AIM OF THE EXERCISE:
Filter these records by the string "warning", copying each line that holds it.

(Point localization data)
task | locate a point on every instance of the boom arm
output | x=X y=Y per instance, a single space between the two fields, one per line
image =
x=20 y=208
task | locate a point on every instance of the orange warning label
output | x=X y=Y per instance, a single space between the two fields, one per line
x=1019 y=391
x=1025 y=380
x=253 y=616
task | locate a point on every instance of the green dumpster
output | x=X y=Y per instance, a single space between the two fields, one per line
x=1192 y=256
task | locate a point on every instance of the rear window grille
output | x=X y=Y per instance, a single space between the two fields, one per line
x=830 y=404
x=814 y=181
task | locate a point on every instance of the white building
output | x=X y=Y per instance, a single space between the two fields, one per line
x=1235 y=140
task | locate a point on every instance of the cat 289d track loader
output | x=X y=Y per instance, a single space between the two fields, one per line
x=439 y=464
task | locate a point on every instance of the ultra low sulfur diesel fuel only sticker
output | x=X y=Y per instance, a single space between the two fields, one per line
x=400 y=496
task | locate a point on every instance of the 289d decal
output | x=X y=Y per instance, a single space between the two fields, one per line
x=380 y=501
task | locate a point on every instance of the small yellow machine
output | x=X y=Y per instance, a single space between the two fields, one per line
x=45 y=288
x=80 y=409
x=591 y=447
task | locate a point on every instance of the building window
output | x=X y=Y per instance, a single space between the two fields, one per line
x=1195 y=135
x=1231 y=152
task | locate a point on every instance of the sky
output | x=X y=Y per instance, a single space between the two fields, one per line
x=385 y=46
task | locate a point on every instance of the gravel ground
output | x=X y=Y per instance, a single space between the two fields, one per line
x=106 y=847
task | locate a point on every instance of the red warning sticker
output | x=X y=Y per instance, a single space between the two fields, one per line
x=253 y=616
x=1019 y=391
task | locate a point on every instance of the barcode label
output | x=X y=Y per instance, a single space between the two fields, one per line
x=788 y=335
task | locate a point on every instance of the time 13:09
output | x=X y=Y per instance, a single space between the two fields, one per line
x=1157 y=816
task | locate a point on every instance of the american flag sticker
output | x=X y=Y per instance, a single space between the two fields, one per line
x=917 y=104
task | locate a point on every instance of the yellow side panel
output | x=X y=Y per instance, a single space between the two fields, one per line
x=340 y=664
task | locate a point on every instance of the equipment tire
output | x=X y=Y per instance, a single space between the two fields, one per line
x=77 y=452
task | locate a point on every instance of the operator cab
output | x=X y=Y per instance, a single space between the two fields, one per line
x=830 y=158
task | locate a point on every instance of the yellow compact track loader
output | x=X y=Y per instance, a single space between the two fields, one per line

ANSWER AREA:
task | locate a point on every instance of the orange warning label
task | locate a point on every instance of the red warning sticker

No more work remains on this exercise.